> [DIRECTION]
Copy out word for word everything in the data below, from the line containing "coating --coords pixels" down to the line containing "[[[0,0],[0,67],[136,86],[333,80],[330,0]]]", with both of those lines included.

▬▬▬▬▬▬

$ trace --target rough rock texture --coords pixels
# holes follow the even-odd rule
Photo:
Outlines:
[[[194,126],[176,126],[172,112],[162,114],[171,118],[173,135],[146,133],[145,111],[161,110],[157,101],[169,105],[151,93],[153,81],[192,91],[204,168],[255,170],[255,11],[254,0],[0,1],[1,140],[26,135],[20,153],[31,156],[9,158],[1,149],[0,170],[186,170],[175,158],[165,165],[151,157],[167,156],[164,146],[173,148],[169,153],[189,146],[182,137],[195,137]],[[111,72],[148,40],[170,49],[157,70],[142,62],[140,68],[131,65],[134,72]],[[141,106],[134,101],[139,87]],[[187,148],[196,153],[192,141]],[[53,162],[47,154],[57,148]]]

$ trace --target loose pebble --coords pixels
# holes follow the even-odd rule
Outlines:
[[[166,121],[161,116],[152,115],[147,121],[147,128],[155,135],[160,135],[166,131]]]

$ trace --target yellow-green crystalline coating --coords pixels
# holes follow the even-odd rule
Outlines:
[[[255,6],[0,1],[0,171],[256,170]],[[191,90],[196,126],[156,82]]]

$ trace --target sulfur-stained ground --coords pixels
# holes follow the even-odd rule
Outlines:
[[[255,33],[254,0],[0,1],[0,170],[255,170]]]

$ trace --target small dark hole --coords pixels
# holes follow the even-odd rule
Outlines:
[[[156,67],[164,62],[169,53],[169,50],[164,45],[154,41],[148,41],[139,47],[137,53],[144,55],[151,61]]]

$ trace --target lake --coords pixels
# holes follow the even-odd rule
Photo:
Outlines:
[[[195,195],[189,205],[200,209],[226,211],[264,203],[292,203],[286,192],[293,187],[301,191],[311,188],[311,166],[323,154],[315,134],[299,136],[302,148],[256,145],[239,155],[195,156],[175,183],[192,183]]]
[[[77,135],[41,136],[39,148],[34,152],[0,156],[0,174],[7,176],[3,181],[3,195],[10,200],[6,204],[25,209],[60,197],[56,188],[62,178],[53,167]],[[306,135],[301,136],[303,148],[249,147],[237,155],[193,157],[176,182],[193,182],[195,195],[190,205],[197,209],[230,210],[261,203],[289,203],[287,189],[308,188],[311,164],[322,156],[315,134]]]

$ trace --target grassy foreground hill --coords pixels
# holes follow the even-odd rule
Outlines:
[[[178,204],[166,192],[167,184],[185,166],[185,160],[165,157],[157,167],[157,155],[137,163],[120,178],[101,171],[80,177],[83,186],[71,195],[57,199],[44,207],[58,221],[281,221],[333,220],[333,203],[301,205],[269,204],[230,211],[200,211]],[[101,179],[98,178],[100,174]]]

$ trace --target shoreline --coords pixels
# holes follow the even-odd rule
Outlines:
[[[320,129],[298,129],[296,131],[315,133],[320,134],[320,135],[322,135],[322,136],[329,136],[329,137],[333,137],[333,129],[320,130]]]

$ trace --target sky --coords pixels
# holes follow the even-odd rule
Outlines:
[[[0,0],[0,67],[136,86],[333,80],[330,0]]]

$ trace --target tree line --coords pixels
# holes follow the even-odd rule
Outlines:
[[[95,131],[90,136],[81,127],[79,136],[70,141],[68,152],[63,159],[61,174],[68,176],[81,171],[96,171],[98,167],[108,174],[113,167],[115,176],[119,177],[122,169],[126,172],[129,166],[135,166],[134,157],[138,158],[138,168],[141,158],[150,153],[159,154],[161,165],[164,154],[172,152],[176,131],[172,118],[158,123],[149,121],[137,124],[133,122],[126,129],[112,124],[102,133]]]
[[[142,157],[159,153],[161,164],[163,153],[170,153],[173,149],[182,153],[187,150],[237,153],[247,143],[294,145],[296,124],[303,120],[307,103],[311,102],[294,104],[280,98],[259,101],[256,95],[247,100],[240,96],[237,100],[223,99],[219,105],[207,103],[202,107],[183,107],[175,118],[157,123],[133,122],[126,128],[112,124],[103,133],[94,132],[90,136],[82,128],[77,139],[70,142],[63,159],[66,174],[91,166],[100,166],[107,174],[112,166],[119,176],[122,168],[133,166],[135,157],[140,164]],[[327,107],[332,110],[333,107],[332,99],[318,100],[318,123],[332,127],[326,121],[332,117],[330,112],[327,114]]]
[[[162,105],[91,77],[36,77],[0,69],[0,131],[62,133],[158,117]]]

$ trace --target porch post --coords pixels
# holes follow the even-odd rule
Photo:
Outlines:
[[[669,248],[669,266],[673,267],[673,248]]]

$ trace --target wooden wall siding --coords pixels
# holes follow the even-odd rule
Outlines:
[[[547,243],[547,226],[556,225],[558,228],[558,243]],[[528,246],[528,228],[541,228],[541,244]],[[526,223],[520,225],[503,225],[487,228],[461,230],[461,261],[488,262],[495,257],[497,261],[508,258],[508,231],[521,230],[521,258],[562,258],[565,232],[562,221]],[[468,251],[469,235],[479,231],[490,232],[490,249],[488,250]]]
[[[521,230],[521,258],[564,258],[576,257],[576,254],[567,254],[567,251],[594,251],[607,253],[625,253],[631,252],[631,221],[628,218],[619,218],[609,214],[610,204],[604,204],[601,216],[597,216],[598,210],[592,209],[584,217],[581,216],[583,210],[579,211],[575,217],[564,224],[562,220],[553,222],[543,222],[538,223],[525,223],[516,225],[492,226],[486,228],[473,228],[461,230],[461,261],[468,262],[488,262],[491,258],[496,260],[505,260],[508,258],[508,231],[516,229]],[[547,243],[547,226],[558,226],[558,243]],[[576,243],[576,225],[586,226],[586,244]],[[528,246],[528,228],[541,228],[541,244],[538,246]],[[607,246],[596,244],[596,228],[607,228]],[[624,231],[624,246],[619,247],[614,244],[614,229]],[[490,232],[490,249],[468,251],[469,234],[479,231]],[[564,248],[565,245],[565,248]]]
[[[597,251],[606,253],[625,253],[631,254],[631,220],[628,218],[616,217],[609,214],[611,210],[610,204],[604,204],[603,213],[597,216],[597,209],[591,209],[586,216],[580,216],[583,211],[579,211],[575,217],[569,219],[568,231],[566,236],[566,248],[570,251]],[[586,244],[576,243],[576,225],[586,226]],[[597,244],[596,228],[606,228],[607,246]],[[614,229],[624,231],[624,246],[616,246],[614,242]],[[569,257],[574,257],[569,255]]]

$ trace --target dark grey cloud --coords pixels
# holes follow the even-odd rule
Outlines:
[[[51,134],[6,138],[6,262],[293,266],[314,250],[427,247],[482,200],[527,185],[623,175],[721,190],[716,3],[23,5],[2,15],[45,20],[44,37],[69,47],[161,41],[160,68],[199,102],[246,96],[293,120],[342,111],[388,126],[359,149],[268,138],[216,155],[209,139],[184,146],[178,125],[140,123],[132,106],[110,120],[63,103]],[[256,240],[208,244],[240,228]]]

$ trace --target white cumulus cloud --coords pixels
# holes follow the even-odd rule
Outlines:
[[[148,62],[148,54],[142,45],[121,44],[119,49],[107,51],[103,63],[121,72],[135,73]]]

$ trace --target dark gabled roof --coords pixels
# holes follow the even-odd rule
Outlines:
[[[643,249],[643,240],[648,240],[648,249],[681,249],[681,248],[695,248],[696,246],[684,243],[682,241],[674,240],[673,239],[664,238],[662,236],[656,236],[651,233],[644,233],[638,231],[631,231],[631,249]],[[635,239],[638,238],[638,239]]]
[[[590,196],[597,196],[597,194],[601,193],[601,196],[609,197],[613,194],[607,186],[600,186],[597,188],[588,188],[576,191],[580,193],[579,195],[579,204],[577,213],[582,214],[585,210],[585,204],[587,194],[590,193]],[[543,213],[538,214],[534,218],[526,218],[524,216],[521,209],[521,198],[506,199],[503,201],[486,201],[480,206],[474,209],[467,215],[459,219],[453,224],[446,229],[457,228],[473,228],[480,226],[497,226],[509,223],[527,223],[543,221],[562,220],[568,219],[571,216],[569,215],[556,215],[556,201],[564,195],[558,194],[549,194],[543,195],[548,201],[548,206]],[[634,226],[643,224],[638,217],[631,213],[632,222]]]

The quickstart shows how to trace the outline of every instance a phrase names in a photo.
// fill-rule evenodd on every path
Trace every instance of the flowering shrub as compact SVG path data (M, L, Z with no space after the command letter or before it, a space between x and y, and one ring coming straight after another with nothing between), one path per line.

▬▬▬▬▬▬

> [RESULT BELOW]
$ trace --target yellow-green crystalline coating --coords pixels
# holes follow the even-odd rule
Outlines:
[[[255,6],[0,1],[0,171],[256,170]],[[191,90],[196,126],[156,82]]]

$ trace --target sulfur-stained ground --coords pixels
# holes follow the even-odd rule
Outlines:
[[[255,33],[254,0],[0,1],[0,170],[255,170]]]

$ trace --target small dark hole --coords pixels
# holes follow the even-odd rule
Outlines:
[[[156,67],[164,62],[169,53],[169,50],[164,45],[154,41],[148,41],[139,47],[137,53],[144,55],[151,61]]]

$ trace --target lake --coords pixels
# holes follow the even-odd rule
Photo:
Outlines:
[[[195,195],[189,205],[200,209],[226,211],[264,203],[292,203],[286,192],[293,187],[301,191],[311,188],[311,166],[323,154],[315,134],[299,136],[302,148],[256,145],[239,155],[195,156],[175,183],[192,183]]]
[[[77,135],[41,136],[39,148],[34,152],[0,156],[0,174],[7,176],[3,181],[3,195],[10,200],[6,204],[25,209],[60,197],[56,188],[62,178],[53,167]],[[306,135],[301,136],[303,148],[249,147],[237,155],[193,157],[176,182],[193,182],[195,195],[190,205],[197,209],[230,210],[261,203],[289,203],[287,189],[308,188],[311,164],[322,156],[315,134]]]

$ trace --target grassy foreground hill --coords pixels
# holes follow the even-odd rule
Outlines:
[[[178,204],[166,192],[167,184],[185,166],[185,160],[165,157],[157,167],[157,155],[137,163],[120,178],[101,171],[80,177],[83,186],[71,195],[57,199],[44,207],[58,221],[281,221],[333,220],[333,203],[301,205],[269,204],[230,211],[200,211]],[[101,179],[98,178],[100,174]]]

$ trace --target shoreline --coords pixels
# holes follow the even-odd rule
Outlines:
[[[320,129],[298,129],[296,131],[315,133],[320,134],[320,135],[322,135],[322,136],[329,136],[329,137],[333,137],[333,129],[320,130]]]

$ trace --target sky --coords pixels
# holes follow the even-odd rule
Outlines:
[[[0,0],[0,67],[136,86],[333,80],[330,0]]]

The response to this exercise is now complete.